Directive:
Write out the data below again, replacing every occurrence of "single pin" with "single marker" and leaving everything else unchanged.

Material provided:
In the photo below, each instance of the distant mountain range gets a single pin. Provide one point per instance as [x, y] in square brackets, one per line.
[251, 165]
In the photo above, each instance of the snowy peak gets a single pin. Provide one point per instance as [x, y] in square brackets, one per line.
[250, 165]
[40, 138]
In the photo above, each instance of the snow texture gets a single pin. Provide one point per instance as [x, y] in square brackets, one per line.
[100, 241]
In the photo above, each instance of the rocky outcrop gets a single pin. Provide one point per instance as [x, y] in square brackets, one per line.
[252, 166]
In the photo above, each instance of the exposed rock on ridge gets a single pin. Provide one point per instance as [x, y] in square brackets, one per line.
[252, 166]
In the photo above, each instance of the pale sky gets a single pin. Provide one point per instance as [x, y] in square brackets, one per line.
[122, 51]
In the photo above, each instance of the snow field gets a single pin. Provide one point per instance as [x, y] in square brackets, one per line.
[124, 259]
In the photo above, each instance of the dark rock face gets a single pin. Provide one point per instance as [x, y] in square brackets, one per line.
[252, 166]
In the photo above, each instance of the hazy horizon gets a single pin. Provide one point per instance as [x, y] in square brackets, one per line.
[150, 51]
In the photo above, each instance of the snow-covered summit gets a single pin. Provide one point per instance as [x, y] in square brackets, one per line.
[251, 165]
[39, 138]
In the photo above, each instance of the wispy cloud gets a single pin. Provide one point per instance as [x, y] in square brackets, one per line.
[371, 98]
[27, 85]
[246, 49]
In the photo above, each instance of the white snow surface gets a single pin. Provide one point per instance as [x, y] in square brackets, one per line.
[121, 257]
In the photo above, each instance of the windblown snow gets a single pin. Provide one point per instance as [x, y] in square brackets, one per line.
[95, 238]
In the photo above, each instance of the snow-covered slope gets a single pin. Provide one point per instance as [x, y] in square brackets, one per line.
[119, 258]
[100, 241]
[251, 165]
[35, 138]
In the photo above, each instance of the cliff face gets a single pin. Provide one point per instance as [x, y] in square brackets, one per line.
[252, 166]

Result for this exercise:
In the photo below, each instance of the distant mountain range gets a single marker. Provide one point per instance as [x, y] in square brackets, one per line.
[251, 165]
In the photo above, each instance of the snowy peak gets a single marker. Provide one point per instance as [x, y] in square brackets, one per line.
[250, 165]
[40, 138]
In the photo above, each instance of the snow texture gets a single marker. Provide one point per instance as [x, y] in square brackets, one per line.
[100, 241]
In the photo above, each instance of the rocky outcrop gets a single marker. Provide one point per instance as [x, y] in square brackets, one per line.
[252, 166]
In the photo above, each instance of the exposed rock on ridge gets a single marker. Provide one point per instance as [x, y] in square brackets, one per line.
[252, 166]
In the photo above, each instance of the pale sky gets a single marker. Provide one point per instance as [x, y] in square brackets, one per line.
[122, 51]
In the photo above, each instance of the snow field gets a single marker. Provide one point per instance as [x, y] in square brackets, one per line.
[124, 259]
In the photo above, each instance of the dark rock face gets a single marker. Provide one point per instance as [x, y] in square brackets, one per line.
[252, 166]
In the photo above, each instance of the hazy horizon gets a single marker. Provide one point per instance as [x, y] in square brackets, one per line.
[150, 51]
In the photo above, each instance of the snow-covered summit gets a single marker. Provide one point per instance as [x, y] in square brackets, one per line.
[251, 165]
[39, 138]
In the photo above, each instance of the wispy cloud gets a single marker. Provide one point per instance as [x, y] in square brackets, one per line.
[371, 98]
[27, 85]
[246, 49]
In the photo above, each instance of the white snow surface gets a single marker. Provide one point per instance as [x, y] in square brackets, one per line.
[121, 257]
In the photo above, each instance of the windblown snow gets a single marker. Provide one point per instance as [x, y] in square brackets, one per line.
[95, 238]
In the photo above, each instance of the snow-covered slope gets a single marker. Provide one point per instance as [x, y] in square brackets, one per line.
[119, 258]
[100, 241]
[251, 165]
[35, 138]
In the photo above, each instance of the cliff face gets a single marker. Provide one point per instance as [x, y] in square brackets, one per line.
[252, 166]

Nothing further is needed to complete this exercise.